Supplied data Start Marker

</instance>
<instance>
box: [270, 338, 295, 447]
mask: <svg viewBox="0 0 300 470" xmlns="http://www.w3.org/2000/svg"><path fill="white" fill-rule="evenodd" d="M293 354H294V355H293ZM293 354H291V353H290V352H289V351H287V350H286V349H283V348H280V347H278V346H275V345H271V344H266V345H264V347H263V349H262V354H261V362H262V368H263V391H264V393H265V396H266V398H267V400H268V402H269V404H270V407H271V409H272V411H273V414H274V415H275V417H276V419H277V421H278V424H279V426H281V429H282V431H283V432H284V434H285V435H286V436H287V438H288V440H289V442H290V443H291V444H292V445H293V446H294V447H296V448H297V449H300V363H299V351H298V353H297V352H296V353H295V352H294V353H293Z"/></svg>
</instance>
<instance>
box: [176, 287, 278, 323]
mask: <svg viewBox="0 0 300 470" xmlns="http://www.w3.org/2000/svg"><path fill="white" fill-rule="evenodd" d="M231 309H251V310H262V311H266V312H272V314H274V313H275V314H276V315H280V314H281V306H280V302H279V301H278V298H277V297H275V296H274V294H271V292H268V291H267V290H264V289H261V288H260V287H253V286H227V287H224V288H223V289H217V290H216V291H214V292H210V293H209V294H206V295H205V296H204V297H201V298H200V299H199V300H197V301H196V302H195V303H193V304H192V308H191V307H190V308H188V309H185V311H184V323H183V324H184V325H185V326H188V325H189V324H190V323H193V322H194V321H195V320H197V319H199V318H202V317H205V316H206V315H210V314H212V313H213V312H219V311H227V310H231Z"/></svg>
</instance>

Supplied data End Marker

◆ Assignment ◆
Each record above should be output again exactly.

◆ Exercise answer ◆
</instance>
<instance>
box: [270, 338, 295, 447]
mask: <svg viewBox="0 0 300 470" xmlns="http://www.w3.org/2000/svg"><path fill="white" fill-rule="evenodd" d="M293 354H294V355H293ZM293 354H291V353H290V352H289V351H287V350H286V349H283V348H280V347H278V346H275V345H271V344H266V345H264V347H263V349H262V354H261V362H262V368H263V391H264V393H265V396H266V398H267V400H268V402H269V404H270V407H271V409H272V411H273V414H274V415H275V417H276V419H277V421H278V424H279V426H281V429H282V431H283V432H284V434H285V435H286V436H287V438H288V440H289V442H290V443H291V444H292V445H293V446H294V447H296V448H297V449H300V363H299V351H298V353H297V352H296V353H295V352H294V353H293Z"/></svg>
</instance>
<instance>
box: [176, 287, 278, 323]
mask: <svg viewBox="0 0 300 470" xmlns="http://www.w3.org/2000/svg"><path fill="white" fill-rule="evenodd" d="M231 309H251V310H262V311H266V312H272V314H274V313H275V314H276V315H280V314H281V306H280V302H279V301H278V298H277V297H275V296H274V294H271V292H268V291H267V290H264V289H261V288H260V287H253V286H227V287H224V288H223V289H217V290H216V291H214V292H210V293H209V294H206V295H205V296H204V297H201V298H200V299H199V300H197V301H196V302H195V303H193V304H192V308H191V307H190V308H188V309H185V311H184V323H183V324H184V325H185V326H188V325H189V324H190V323H193V322H194V321H195V320H197V319H199V318H202V317H205V316H206V315H210V314H212V313H213V312H219V311H227V310H231Z"/></svg>
</instance>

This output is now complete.